-- Required work --
Please copy the lines below word for word, leaving out the pictures.
====== Dataset content
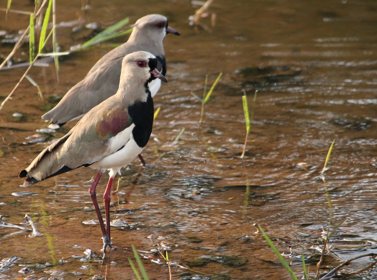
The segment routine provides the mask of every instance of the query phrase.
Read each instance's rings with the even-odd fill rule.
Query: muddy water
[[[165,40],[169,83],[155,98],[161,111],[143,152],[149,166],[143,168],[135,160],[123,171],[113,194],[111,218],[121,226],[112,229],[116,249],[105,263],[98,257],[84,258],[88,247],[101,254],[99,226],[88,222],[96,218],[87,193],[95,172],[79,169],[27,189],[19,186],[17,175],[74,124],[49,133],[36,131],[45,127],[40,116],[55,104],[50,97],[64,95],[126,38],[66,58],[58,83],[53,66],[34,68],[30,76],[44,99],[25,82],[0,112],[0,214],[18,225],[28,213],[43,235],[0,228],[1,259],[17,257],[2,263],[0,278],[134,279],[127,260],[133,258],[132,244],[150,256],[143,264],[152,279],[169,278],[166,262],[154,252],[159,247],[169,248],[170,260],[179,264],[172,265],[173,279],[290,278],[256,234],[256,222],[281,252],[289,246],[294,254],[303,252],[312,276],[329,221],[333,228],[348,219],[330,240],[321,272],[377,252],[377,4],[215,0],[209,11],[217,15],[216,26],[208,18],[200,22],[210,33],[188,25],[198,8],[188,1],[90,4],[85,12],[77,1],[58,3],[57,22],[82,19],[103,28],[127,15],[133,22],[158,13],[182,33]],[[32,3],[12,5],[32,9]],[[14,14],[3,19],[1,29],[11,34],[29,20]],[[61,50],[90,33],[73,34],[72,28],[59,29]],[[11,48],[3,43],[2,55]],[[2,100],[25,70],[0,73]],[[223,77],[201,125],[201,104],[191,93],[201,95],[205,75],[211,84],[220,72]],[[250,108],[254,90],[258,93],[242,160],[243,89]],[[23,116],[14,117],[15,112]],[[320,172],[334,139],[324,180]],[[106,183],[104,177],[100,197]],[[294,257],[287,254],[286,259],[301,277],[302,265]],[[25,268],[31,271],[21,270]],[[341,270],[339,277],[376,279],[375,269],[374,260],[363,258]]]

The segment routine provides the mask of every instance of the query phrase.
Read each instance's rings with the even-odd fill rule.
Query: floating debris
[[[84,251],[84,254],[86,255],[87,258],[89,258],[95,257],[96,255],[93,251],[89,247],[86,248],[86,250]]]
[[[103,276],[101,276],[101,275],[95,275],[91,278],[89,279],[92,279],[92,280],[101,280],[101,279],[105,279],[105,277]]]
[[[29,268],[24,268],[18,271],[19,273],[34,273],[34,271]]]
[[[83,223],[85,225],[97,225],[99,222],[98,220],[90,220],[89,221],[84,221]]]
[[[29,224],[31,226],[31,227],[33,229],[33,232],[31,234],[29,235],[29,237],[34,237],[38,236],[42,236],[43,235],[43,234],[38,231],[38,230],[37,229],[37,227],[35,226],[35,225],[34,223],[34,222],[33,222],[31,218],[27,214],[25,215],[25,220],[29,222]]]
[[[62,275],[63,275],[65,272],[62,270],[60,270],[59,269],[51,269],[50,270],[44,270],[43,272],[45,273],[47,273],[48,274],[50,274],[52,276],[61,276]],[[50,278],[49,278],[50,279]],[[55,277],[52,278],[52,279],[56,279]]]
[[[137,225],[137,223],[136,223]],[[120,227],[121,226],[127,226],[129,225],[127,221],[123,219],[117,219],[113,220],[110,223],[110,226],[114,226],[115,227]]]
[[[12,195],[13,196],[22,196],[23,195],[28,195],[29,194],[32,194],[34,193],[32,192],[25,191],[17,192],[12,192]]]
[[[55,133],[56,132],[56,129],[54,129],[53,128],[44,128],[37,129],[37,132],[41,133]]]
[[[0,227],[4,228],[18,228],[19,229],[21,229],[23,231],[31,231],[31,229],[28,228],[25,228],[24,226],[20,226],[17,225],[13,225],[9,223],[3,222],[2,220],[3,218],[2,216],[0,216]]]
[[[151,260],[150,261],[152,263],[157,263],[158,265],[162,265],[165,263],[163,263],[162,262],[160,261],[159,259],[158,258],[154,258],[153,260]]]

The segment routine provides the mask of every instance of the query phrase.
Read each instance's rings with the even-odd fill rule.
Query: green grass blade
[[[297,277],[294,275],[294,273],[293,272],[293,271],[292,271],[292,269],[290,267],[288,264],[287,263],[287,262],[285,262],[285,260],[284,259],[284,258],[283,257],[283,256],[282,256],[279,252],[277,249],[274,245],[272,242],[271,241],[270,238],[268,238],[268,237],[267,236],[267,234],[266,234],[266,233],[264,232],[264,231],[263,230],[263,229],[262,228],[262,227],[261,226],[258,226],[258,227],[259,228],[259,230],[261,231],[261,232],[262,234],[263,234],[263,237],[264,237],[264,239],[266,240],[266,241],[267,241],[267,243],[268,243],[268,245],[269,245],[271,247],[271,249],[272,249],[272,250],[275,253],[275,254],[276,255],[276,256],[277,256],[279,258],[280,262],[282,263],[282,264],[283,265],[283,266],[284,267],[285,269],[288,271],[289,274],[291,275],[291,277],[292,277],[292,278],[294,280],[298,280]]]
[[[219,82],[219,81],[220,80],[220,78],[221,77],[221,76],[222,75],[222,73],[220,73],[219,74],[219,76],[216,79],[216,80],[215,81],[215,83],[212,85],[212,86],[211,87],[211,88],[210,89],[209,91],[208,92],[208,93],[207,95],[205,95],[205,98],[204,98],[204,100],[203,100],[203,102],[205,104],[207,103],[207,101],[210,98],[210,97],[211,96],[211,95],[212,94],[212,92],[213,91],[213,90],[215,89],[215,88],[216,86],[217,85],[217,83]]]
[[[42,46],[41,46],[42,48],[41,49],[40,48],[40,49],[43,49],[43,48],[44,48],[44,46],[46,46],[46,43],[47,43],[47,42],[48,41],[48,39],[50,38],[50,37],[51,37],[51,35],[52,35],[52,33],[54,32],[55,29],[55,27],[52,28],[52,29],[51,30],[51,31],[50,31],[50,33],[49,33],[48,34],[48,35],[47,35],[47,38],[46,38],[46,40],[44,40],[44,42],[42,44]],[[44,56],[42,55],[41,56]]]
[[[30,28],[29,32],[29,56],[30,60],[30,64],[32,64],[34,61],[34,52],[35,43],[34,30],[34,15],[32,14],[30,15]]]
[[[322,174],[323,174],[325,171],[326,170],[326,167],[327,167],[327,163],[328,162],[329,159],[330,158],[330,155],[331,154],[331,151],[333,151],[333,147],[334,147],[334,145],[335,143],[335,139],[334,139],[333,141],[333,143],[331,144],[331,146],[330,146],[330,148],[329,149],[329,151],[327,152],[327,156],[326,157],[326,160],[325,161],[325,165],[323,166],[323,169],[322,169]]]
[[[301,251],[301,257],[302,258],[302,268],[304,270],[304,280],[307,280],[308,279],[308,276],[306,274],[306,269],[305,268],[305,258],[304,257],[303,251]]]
============
-- Response to the task --
The segment routine provides the mask of every instance of the query phrase.
Read each instance's rings with the even-odd fill rule.
Query: muddy water
[[[165,40],[169,83],[155,98],[161,111],[143,152],[149,166],[143,168],[135,160],[123,171],[113,194],[111,218],[121,226],[112,229],[116,249],[105,263],[98,257],[84,258],[88,247],[101,254],[99,226],[88,222],[96,218],[87,193],[95,172],[79,169],[27,189],[19,186],[17,175],[74,124],[49,133],[36,131],[45,127],[40,116],[55,104],[50,97],[64,95],[126,38],[66,58],[58,83],[53,66],[34,68],[30,76],[44,99],[25,82],[0,112],[0,214],[18,225],[28,213],[43,235],[0,228],[1,259],[17,257],[2,263],[0,278],[134,279],[127,260],[133,258],[132,244],[150,256],[143,264],[152,279],[169,278],[166,262],[154,252],[159,247],[169,248],[170,260],[179,264],[172,265],[173,279],[290,278],[256,234],[256,222],[281,252],[289,246],[294,254],[303,252],[312,276],[329,221],[333,228],[348,219],[330,240],[321,272],[377,252],[377,4],[215,0],[209,11],[217,15],[216,26],[208,18],[200,22],[210,33],[188,25],[198,8],[188,1],[90,4],[85,12],[77,1],[58,3],[57,22],[82,19],[103,28],[127,15],[133,22],[158,13],[182,33]],[[32,3],[12,5],[32,9]],[[14,14],[3,19],[1,29],[11,34],[29,20]],[[61,50],[90,33],[73,34],[72,28],[59,29]],[[11,48],[3,43],[2,55]],[[2,100],[25,70],[0,73]],[[223,77],[201,125],[201,104],[191,93],[201,95],[205,75],[211,84],[220,72]],[[250,108],[254,90],[258,93],[242,160],[243,89]],[[23,116],[14,117],[15,112]],[[320,172],[334,139],[324,180]],[[106,183],[104,177],[100,197]],[[294,257],[287,254],[286,259],[301,277],[302,265]],[[25,268],[31,271],[21,270]],[[341,270],[339,277],[376,279],[375,269],[374,260],[363,258]]]

The segment routine provides the mask of every instance of the query phrase.
Read each instance's rings with the even-odd fill rule.
Query: floating debris
[[[84,251],[84,254],[86,255],[87,258],[89,258],[95,257],[96,255],[93,251],[89,247],[86,248],[86,250]]]
[[[103,276],[101,276],[101,275],[95,275],[91,278],[89,279],[92,279],[92,280],[101,280],[101,279],[105,279],[105,277]]]
[[[29,268],[24,268],[18,271],[19,273],[34,273],[34,271]]]
[[[83,223],[85,225],[97,225],[99,222],[98,220],[90,220],[89,221],[84,221]]]
[[[29,224],[31,226],[31,227],[33,229],[33,232],[31,234],[29,235],[29,237],[34,237],[38,236],[42,236],[43,235],[43,234],[38,231],[38,230],[37,229],[37,227],[35,226],[35,225],[34,223],[34,222],[33,222],[31,218],[27,214],[25,215],[25,220],[29,222]]]
[[[62,275],[63,275],[65,272],[62,270],[60,270],[59,269],[51,269],[50,270],[44,270],[43,272],[45,273],[47,273],[48,274],[50,274],[52,276],[61,276]],[[50,278],[49,278],[50,279]],[[55,277],[52,278],[52,279],[56,279]]]
[[[137,225],[137,223],[136,223]],[[120,227],[121,226],[127,226],[129,225],[127,221],[123,219],[117,219],[113,220],[110,223],[110,226],[114,226],[115,227]]]
[[[12,195],[13,196],[22,196],[23,195],[28,195],[29,194],[32,194],[34,193],[32,192],[25,191],[17,192],[12,192]]]
[[[55,133],[56,132],[56,129],[54,129],[53,128],[44,128],[37,129],[37,132],[41,133]]]
[[[0,227],[4,228],[18,228],[19,229],[21,229],[23,231],[31,231],[31,229],[28,228],[25,228],[24,226],[20,226],[17,225],[13,225],[9,223],[3,222],[2,220],[3,218],[2,216],[0,216]]]
[[[151,260],[150,261],[152,263],[157,263],[158,265],[162,265],[165,263],[163,263],[162,262],[160,261],[159,259],[158,258],[154,258],[153,260]]]

The segment routine provides the mask of every instance of the query phrase.
Read each instance's rings with the even-odd fill rule.
Query: green grass blade
[[[297,277],[294,275],[294,273],[293,272],[293,271],[292,271],[292,269],[290,267],[288,264],[287,263],[287,262],[285,262],[285,260],[284,259],[284,258],[283,257],[283,256],[282,256],[279,252],[277,249],[274,245],[272,242],[271,241],[270,238],[268,238],[268,237],[267,236],[267,234],[266,234],[266,233],[264,232],[264,231],[263,230],[263,229],[262,228],[262,227],[261,226],[258,226],[258,227],[259,228],[259,230],[261,231],[261,232],[262,234],[263,234],[263,237],[264,237],[264,239],[266,240],[266,241],[267,241],[267,243],[268,243],[268,245],[269,245],[271,247],[271,249],[272,249],[272,250],[275,253],[275,254],[276,255],[276,256],[277,256],[279,258],[280,262],[282,263],[282,264],[283,265],[283,266],[284,267],[285,269],[288,271],[289,274],[291,275],[291,277],[292,277],[292,278],[294,280],[298,280]]]
[[[219,82],[219,81],[220,80],[220,78],[221,77],[221,76],[222,75],[222,73],[220,73],[219,74],[219,76],[216,79],[216,80],[215,81],[215,83],[212,85],[212,86],[211,87],[211,88],[210,89],[209,91],[208,92],[208,93],[207,95],[205,95],[205,98],[204,98],[204,100],[203,100],[203,102],[205,104],[207,103],[207,101],[210,98],[210,97],[211,96],[211,95],[212,94],[212,92],[213,91],[213,90],[215,89],[215,88],[216,86],[217,85],[217,83]]]
[[[42,46],[41,46],[42,48],[41,49],[40,48],[40,49],[43,49],[43,48],[44,48],[44,46],[46,46],[46,43],[47,43],[47,42],[48,41],[48,39],[50,38],[50,37],[51,37],[51,35],[52,35],[52,33],[54,32],[55,29],[55,27],[52,28],[52,29],[51,30],[51,31],[50,31],[50,33],[49,33],[48,34],[48,35],[47,35],[47,38],[46,38],[46,40],[44,40],[44,42],[42,44]],[[44,56],[42,55],[41,56]]]
[[[30,28],[29,32],[29,56],[30,60],[30,64],[32,64],[34,61],[34,52],[35,43],[34,30],[34,15],[32,14],[30,15]]]
[[[322,174],[323,174],[325,171],[326,170],[326,167],[327,167],[327,163],[328,162],[329,159],[330,158],[330,155],[331,154],[331,151],[333,151],[333,147],[334,147],[334,145],[335,143],[335,139],[334,139],[333,141],[333,143],[331,144],[331,146],[330,146],[330,148],[329,149],[329,151],[327,152],[327,156],[326,157],[326,160],[325,161],[325,165],[323,166],[323,169],[322,169]]]
[[[301,251],[301,257],[302,258],[302,268],[304,270],[304,280],[307,280],[308,279],[308,276],[306,274],[306,269],[305,268],[305,258],[304,257],[303,251]]]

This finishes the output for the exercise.